── TEXT PASSAGE

Qualident	=	[ident "."] ident.
IdentDef	=	ident [" * " \| " - "].

The following identifiers are predeclared; their meaning is defined in the indicated sections:

ABS	(10.3)	LEN	(10.3)
ASH	(10.3)	LONG	(10.3)
BOOLEAN	(6.1)	LONGINT	(6.1)
CAP	(10.3)	LONGREAL	(6.1)
CHAR	(6.1)	MAX	(10.3)
CHR	(10.3)	MIN	(10.3)
COPY	(10.3)	NEW	(10.3)
DEC	(10.3)	ODD	(10.3)
ENTIER	(10.3)	ORD	(10.3)
EXCL	(10.3)	REAL	(6.1)
FALSE	(6.1)	SET	(6.1)
HALT	(10.3)	SHORT	(10.3)
INC	(10.3)	SHORTINT	(6.1)
INCL	(10.3)	SIZE	(10.3)
INTEGER	(6.1)	TRUE	(6.1)

5. Constant declarations

A constant declaration associates an identifier with a constant value.

ConstantDeclaration	=	IdentDef "=" ConstExpression.
ConstExpression	=	Expression.

A constant expression is an expression that can be evaluated by a mere textual scan without actually executing the program. Its operands are constants (Ch.8) or predeclared functions (Ch.10.3) that can be evaluated at compile time. Examples of constant declarations are:

N = 100
limit = 2*N - 1
fullSet = {MIN(SET) .. MAX(SET)}

6. Type declarations

A data type determines the set of values which variables of that type may assume, and the operators that are applicable. A type declaration associates an identifier with a type. In the case of structured types (arrays and records) it also defines the structure of variables of this type. A structured type cannot contain itself.

TypeDeclaration	=	IdentDef "=" Type.

────

◆ WRITTEN PROBLEM 1: Select every line of the records below that contains the word "white" and copy each one.

── GIVEN INFORMATION

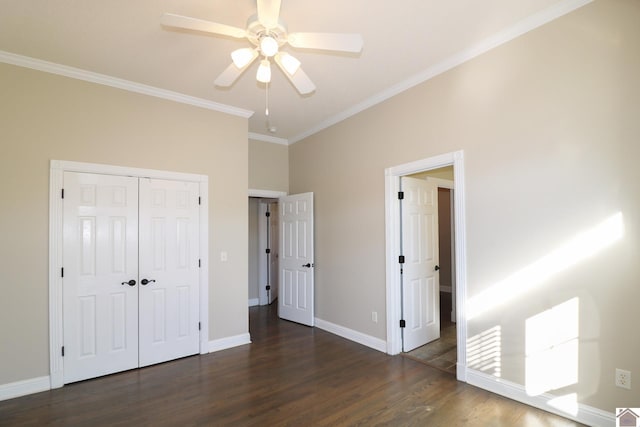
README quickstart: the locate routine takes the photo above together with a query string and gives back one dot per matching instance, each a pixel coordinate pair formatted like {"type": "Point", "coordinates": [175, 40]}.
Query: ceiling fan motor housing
{"type": "Point", "coordinates": [256, 31]}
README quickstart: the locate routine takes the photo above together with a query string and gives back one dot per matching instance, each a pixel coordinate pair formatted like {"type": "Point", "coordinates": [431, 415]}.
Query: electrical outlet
{"type": "Point", "coordinates": [623, 379]}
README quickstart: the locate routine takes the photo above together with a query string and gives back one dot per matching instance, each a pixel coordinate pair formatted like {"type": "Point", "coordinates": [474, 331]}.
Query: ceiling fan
{"type": "Point", "coordinates": [268, 33]}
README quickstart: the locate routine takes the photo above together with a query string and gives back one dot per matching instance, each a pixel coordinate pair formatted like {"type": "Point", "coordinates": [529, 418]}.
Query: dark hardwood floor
{"type": "Point", "coordinates": [290, 375]}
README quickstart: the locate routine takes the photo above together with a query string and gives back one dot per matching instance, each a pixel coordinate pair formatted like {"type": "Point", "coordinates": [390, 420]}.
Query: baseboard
{"type": "Point", "coordinates": [350, 334]}
{"type": "Point", "coordinates": [229, 342]}
{"type": "Point", "coordinates": [576, 411]}
{"type": "Point", "coordinates": [22, 388]}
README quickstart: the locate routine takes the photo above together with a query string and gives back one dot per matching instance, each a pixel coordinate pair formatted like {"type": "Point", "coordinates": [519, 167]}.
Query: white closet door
{"type": "Point", "coordinates": [100, 289]}
{"type": "Point", "coordinates": [169, 250]}
{"type": "Point", "coordinates": [296, 294]}
{"type": "Point", "coordinates": [420, 283]}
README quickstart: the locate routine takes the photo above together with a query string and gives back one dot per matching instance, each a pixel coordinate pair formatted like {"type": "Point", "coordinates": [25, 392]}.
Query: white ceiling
{"type": "Point", "coordinates": [405, 42]}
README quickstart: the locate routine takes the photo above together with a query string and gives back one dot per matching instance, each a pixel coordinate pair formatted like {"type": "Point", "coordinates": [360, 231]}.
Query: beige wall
{"type": "Point", "coordinates": [44, 117]}
{"type": "Point", "coordinates": [549, 126]}
{"type": "Point", "coordinates": [268, 166]}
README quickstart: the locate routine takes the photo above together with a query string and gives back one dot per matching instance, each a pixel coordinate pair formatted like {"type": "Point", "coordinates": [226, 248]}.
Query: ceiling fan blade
{"type": "Point", "coordinates": [299, 79]}
{"type": "Point", "coordinates": [185, 22]}
{"type": "Point", "coordinates": [268, 12]}
{"type": "Point", "coordinates": [232, 72]}
{"type": "Point", "coordinates": [327, 41]}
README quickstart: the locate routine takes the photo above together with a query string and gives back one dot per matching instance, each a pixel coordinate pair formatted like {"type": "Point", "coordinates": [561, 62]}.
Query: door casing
{"type": "Point", "coordinates": [56, 173]}
{"type": "Point", "coordinates": [392, 230]}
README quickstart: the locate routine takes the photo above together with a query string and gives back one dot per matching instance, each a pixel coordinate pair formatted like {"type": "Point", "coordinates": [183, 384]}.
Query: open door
{"type": "Point", "coordinates": [296, 266]}
{"type": "Point", "coordinates": [268, 251]}
{"type": "Point", "coordinates": [420, 278]}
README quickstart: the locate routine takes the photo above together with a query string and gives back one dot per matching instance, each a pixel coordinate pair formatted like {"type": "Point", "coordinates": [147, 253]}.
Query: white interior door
{"type": "Point", "coordinates": [274, 256]}
{"type": "Point", "coordinates": [420, 279]}
{"type": "Point", "coordinates": [296, 294]}
{"type": "Point", "coordinates": [169, 303]}
{"type": "Point", "coordinates": [100, 280]}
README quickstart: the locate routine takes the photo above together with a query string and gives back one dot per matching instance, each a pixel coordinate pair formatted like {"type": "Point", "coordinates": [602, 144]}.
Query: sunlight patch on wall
{"type": "Point", "coordinates": [484, 352]}
{"type": "Point", "coordinates": [552, 348]}
{"type": "Point", "coordinates": [567, 404]}
{"type": "Point", "coordinates": [582, 246]}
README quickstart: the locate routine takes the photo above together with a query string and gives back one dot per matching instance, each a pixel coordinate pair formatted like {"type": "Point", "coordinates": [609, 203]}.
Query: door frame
{"type": "Point", "coordinates": [263, 194]}
{"type": "Point", "coordinates": [56, 180]}
{"type": "Point", "coordinates": [392, 232]}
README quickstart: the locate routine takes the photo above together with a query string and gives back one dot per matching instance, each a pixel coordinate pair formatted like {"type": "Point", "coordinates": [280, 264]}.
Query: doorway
{"type": "Point", "coordinates": [393, 251]}
{"type": "Point", "coordinates": [264, 251]}
{"type": "Point", "coordinates": [440, 349]}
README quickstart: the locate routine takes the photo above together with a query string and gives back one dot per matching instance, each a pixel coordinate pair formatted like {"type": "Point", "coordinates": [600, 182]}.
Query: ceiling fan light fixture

────

◆ WRITTEN PROBLEM 2: Copy the passage on identifiers and declarations above word for word, from start to finish.

◆ EXERCISE RESULT 1:
Query: white closet door
Query: white ceiling
Query: white interior door

◆ EXERCISE RESULT 2:
Qualident	=	[ident "."] ident.
IdentDef	=	ident [" * " \| " - "].

The following identifiers are predeclared; their meaning is defined in the indicated sections:

ABS	(10.3)	LEN	(10.3)
ASH	(10.3)	LONG	(10.3)
BOOLEAN	(6.1)	LONGINT	(6.1)
CAP	(10.3)	LONGREAL	(6.1)
CHAR	(6.1)	MAX	(10.3)
CHR	(10.3)	MIN	(10.3)
COPY	(10.3)	NEW	(10.3)
DEC	(10.3)	ODD	(10.3)
ENTIER	(10.3)	ORD	(10.3)
EXCL	(10.3)	REAL	(6.1)
FALSE	(6.1)	SET	(6.1)
HALT	(10.3)	SHORT	(10.3)
INC	(10.3)	SHORTINT	(6.1)
INCL	(10.3)	SIZE	(10.3)
INTEGER	(6.1)	TRUE	(6.1)

5. Constant declarations

A constant declaration associates an identifier with a constant value.

ConstantDeclaration	=	IdentDef "=" ConstExpression.
ConstExpression	=	Expression.

A constant expression is an expression that can be evaluated by a mere textual scan without actually executing the program. Its operands are constants (Ch.8) or predeclared functions (Ch.10.3) that can be evaluated at compile time. Examples of constant declarations are:

N = 100
limit = 2*N - 1
fullSet = {MIN(SET) .. MAX(SET)}

6. Type declarations

A data type determines the set of values which variables of that type may assume, and the operators that are applicable. A type declaration associates an identifier with a type. In the case of structured types (arrays and records) it also defines the structure of variables of this type. A structured type cannot contain itself.

TypeDeclaration	=	IdentDef "=" Type.